Task | Without the pictures, retype each line below exactly as it stands.

=== Data provided ===

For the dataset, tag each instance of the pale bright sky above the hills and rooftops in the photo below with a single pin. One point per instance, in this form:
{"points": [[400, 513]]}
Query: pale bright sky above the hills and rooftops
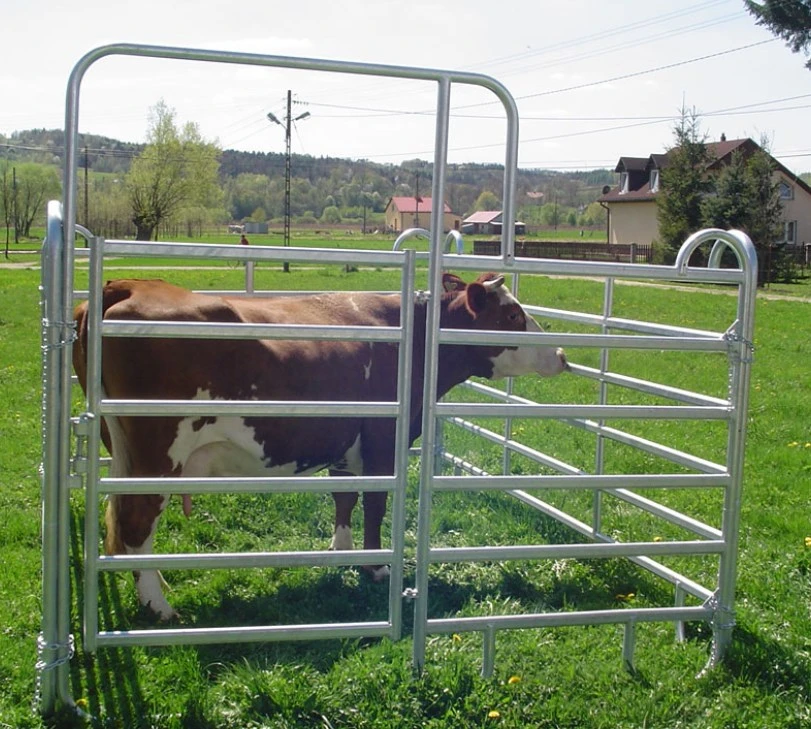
{"points": [[593, 80]]}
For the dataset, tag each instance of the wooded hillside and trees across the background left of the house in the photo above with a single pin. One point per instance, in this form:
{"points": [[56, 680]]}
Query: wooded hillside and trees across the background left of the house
{"points": [[179, 181]]}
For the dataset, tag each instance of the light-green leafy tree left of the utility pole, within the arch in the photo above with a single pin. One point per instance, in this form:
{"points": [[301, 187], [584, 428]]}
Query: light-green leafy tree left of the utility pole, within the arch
{"points": [[175, 170]]}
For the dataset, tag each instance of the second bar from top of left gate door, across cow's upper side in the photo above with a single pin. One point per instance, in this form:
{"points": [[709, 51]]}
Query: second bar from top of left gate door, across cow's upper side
{"points": [[217, 330]]}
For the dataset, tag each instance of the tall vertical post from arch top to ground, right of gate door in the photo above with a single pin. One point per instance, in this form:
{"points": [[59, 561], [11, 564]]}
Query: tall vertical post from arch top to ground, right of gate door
{"points": [[431, 370]]}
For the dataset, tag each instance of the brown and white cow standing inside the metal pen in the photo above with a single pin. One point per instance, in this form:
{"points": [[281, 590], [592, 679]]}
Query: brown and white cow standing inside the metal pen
{"points": [[160, 368]]}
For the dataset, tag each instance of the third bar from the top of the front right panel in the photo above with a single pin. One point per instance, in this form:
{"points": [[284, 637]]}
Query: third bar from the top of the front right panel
{"points": [[603, 412]]}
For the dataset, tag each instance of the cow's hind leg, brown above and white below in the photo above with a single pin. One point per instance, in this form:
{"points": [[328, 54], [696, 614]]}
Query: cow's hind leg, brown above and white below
{"points": [[131, 522]]}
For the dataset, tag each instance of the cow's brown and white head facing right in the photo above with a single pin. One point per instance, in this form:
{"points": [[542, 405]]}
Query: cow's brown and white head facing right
{"points": [[492, 306]]}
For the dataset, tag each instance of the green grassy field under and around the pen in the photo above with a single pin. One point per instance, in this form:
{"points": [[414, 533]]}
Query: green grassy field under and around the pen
{"points": [[571, 677]]}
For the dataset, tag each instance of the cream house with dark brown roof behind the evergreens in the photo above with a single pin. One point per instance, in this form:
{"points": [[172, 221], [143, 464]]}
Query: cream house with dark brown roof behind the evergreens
{"points": [[632, 203]]}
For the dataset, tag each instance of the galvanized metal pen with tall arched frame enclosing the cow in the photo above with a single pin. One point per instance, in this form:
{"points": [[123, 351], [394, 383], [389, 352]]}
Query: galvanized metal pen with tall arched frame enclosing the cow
{"points": [[70, 445]]}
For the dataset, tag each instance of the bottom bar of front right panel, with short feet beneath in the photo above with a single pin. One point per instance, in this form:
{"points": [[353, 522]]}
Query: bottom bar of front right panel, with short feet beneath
{"points": [[558, 619]]}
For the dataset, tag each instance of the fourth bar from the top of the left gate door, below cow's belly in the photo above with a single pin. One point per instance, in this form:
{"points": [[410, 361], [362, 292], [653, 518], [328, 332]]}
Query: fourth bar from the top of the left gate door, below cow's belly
{"points": [[269, 484]]}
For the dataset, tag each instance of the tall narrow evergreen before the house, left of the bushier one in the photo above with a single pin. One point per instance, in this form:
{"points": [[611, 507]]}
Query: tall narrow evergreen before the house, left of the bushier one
{"points": [[684, 184]]}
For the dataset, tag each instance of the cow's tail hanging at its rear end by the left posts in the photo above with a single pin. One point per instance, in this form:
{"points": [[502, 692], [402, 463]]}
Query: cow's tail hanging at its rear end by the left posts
{"points": [[111, 434]]}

===

Task response |
For the dataset, tag each instance of the pale bright sky above the hills and rooftops in the photo below with a single pin. One point per instance, in this form:
{"points": [[400, 513]]}
Query: pale bright sky above the hills and rooftops
{"points": [[593, 80]]}
For the dataset, tag each instance of the wooded hillside and trees across the background left of the house in the photo above with a single pin. One point per instance, in this form:
{"points": [[56, 680]]}
Query: wooded hillside and trees across the background left of the house
{"points": [[179, 181]]}
For the dataset, tag each instance of the light-green leafy tree left of the utility pole, within the arch in the photo above with a single pin. One point per instance, in this form:
{"points": [[301, 187], [584, 428]]}
Query: light-green leafy tree left of the utility pole, within the arch
{"points": [[175, 170]]}
For the dataset, tag each instance of the second bar from top of left gate door, across cow's upper side in the photo above with a single pin. One point per instance, in this form:
{"points": [[709, 51]]}
Query: second bar from top of left gate door, across cow's upper side
{"points": [[217, 330]]}
For the dataset, tag each instance of the tall vertical post from arch top to ground, right of gate door in the photo above with a single pin. One point per instance, in this form:
{"points": [[59, 561], [11, 564]]}
Query: tall vertical post from arch top to ground, right of gate door
{"points": [[431, 370]]}
For the dataset, tag each instance of the brown and white cow standing inside the metal pen in the photo above with a single pin. One point per instance, in this form:
{"points": [[281, 590], [592, 679]]}
Query: brown and white cow standing inside the metal pen
{"points": [[160, 368]]}
For the dataset, tag each instance of the third bar from the top of the front right panel in the photo above with a single pin. One point per instance, in this form:
{"points": [[284, 637]]}
Query: third bar from the top of the front right panel
{"points": [[603, 412]]}
For the dataset, tag each instance of the cow's hind leg, brown above and white below in the photo above with a single pin. One point per instance, in this form:
{"points": [[328, 54], [696, 614]]}
Query: cow's hind leg, brown above and white below
{"points": [[131, 522]]}
For the dataset, tag each instance of the cow's brown and white head facing right in the photo above with a single pin. One point per instance, in this form:
{"points": [[542, 405]]}
Query: cow's brown and white head facing right
{"points": [[492, 306]]}
For the dataset, tag each instance of the green grassy field under and around the pen in the photo above with a single pin. One point per instance, in this form:
{"points": [[414, 533]]}
Query: green grassy field under and around the pen
{"points": [[571, 677]]}
For the dataset, tag each instance of the cream house with dark brown roof behind the evergreens in the photo above with a single pin. One point per instance, in this form:
{"points": [[172, 221], [143, 464]]}
Query: cream house with dark brown roof behind the evergreens
{"points": [[632, 203]]}
For the dataset, tag each instance of the galvanized metal pen with tall arched frame enclosing the cow in the photo above with a single pin. One point per instance, in this form:
{"points": [[123, 351], [394, 383], [389, 352]]}
Query: galvanized metal pen with tall arched frame enclosing the cow
{"points": [[70, 445]]}
For the dataset, tag each instance of the bottom bar of front right panel, with short feet beneath in the photo above with a single pin. One point per instance, in this form:
{"points": [[353, 522]]}
Query: bottom bar of front right panel, with short feet beneath
{"points": [[558, 619]]}
For the dataset, tag each instance of the fourth bar from the top of the left gate door, below cow's belly in the photo above with a single pin. One point per instance, in this form:
{"points": [[410, 361], [362, 292], [653, 518], [328, 332]]}
Query: fourth bar from the top of the left gate door, below cow's belly
{"points": [[269, 484]]}
For the dataset, tag each instance of the tall narrow evergreen before the house, left of the bushier one in the photo above with a single pin. One point per instance, in this form:
{"points": [[611, 507]]}
Query: tall narrow evergreen before the house, left of the bushier one
{"points": [[684, 184]]}
For the dataset, tag each instance of the cow's tail hanging at its rear end by the left posts in the photo above with a single pin. One point per instance, in this form:
{"points": [[502, 692], [402, 463]]}
Query: cow's tail hanging at its rear end by the left posts
{"points": [[111, 434]]}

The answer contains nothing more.